» **DOCUMENT**
☆ ☆ ☆

From: brajesh.thakur@wipro.com
Date: Sat Aug 04 2007 - 08:29:13 ART
I believe the last two statements mean same thing, Anyone correct me if
my understanding is wrong.
Warm Regards,
Brajesh Thakur
________________________________
From: Toh Soon, Lim [mailto:tohsoon28@gmail.com]
Sent: Saturday, August 04, 2007 4:30 PM
To: Brajesh Thakur (WI01 - Services)
Cc: ccielab@groupstudy.com
Subject: Re: "frame-relay map broadcast" command for spoke-to-spoke
Hi Brajesh,
I think I got what you mean. The following two configs of R4 should be
functionally equivalent, i.e. to enable broadcast on DLCI 402 without
sending redundant broadcast traffic :
!
int s 0/0
frame-relay map ip 10.10.10.2 402 broadcast
frame-relay map ip 10.10.10.5 402
!
Or
!
int s 0/0
frame-relay map ip 10.10.10.2 402
frame-relay map ip 10.10.10.5 402 broadcast
!
I still need further clarification about your statement "...you are just
sending double broadcast traffic towards hub router". Say R4 has more
than one frame map statements with the "broadcast" keyword and it runs
EIGRP over the FR interface. Is it gonna send two copies of whatever
EIGRP packets (destined to 224.0.0.10) towards R2?
To quote you " In lab they may have mentioned something like "don't
duplicate broadcast traffic when sending data from spoke" ", do the
following two statements mean the same thing?

☆ ☆ ☆

» **WORK TO BE COMPLETED**
Please carry on the email thread about the frame-relay map broadcast command from the point where it stops. You won't need the records that come next.

☆ ☆ ☆

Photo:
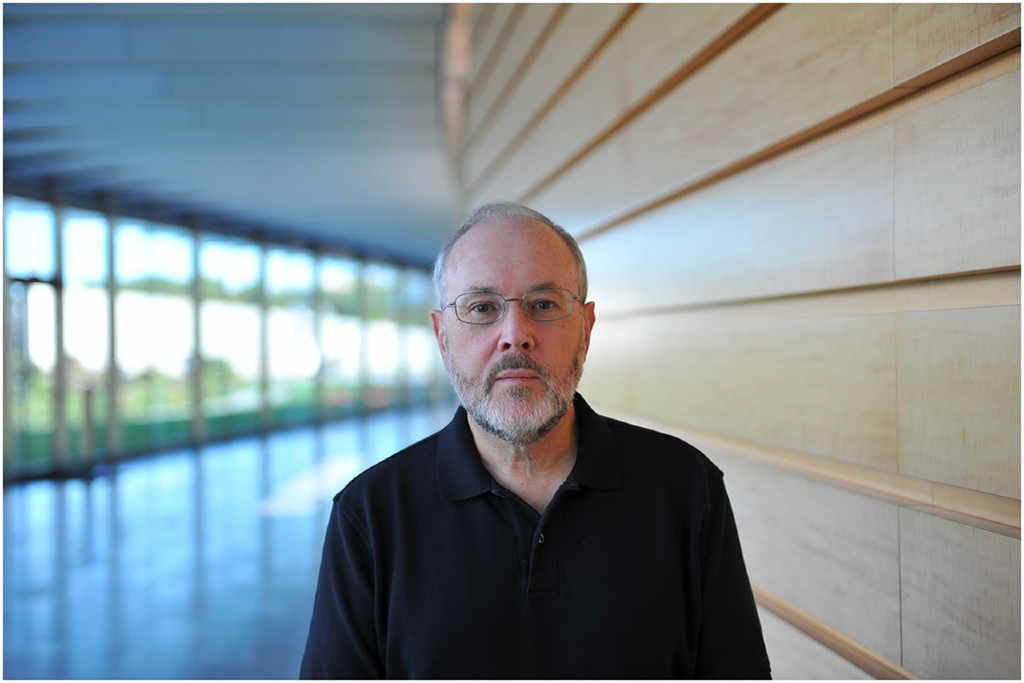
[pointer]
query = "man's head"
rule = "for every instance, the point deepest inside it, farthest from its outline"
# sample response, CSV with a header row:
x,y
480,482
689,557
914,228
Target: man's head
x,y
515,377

☆ ☆ ☆

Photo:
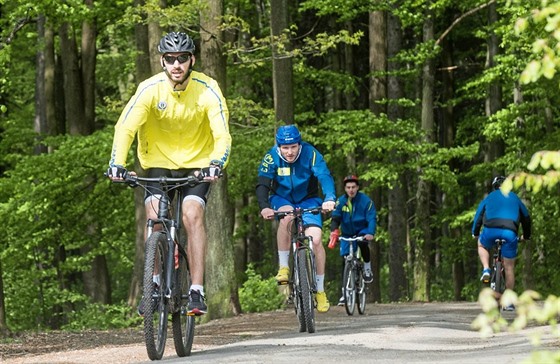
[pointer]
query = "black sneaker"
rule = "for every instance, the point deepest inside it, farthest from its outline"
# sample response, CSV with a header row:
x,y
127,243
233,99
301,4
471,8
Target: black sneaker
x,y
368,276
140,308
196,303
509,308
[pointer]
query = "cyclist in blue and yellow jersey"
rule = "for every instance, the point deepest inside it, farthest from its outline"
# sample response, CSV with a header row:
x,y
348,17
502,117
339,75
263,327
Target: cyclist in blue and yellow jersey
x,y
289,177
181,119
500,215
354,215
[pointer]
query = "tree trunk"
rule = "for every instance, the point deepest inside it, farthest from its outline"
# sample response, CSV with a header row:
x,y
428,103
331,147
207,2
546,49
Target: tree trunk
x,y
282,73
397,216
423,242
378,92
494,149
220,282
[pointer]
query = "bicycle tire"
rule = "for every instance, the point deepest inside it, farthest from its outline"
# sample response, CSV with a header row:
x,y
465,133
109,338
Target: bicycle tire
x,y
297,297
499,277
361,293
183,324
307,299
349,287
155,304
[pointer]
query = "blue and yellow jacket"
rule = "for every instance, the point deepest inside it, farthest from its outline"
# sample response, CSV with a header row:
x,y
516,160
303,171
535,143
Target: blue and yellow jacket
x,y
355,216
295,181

☆ ☆ ☆

» **WRITTEN RESPONSE**
(1) Do not send any redundant broadcast traffic from the spokes to the
hub.
(2) Ensure that Spoke1 and Spoke2 can ping each other's FR interface,
but this config should be performed such that Hub does not receive
redundant routing updates.
Thank you.
B.Rgds,
Lim TS
On 8/4/07, brajesh.thakur@wipro.com <brajesh.thakur@wipro.com> wrote:
Dear Lim,
If you are using 'broadcast' keyword for both map commands on
spoke
router, you are just sending double broadcast traffic towards
hub router
as broadcast is enabled per dlci basis and not per ip address
basis. In
lab they may have mentioned something like "don't duplicate
broadcast
traffic when sending data from spoke"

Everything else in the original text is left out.